Fish, you have had to much oxygen in your gills. In NJ it is prety straight forward what she is going to "GET". I am looking for a house but it will take a while and I am somewhat comfortable in the house. I am very dark right now. I love being around my kids and staying in the house. My kids are my whole world, I don't care about money or revenge. I care first very much for my kids and second my wife (I don't know where I fit in the priority list but it is somewhere in the middle). She is not around much anyway. I have three kids and they come first. If I can keep the tension level as low as possible thru this very difficult time that would be best. I don't want to break my wife, I think she is somewhat broken up over this very difficult desicion she is making and I need a whole mother for my lovely kids. As a matter of fact I would like to put her together again as much as possible.

**TASK DETAILS**
Please answer from the post:
(a) How many kids does the writer have?
(b) What is the writer looking for?
(c) What two things does the writer not care about?
The material after this post isn't needed.

**STORED DATA**
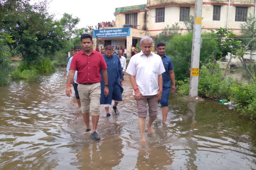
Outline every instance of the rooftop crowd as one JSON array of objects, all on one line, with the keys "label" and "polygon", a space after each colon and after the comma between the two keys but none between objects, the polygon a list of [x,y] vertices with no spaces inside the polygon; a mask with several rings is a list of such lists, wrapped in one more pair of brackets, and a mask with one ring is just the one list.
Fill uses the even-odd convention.
[{"label": "rooftop crowd", "polygon": [[89,26],[88,28],[90,30],[99,30],[100,28],[103,28],[104,27],[110,27],[116,26],[116,22],[114,21],[113,20],[112,22],[102,22],[98,23],[97,26],[95,26],[95,27],[93,26]]}]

**RESPONSE TO THE TASK**
(a) Three.
(b) A house.
(c) Money or revenge.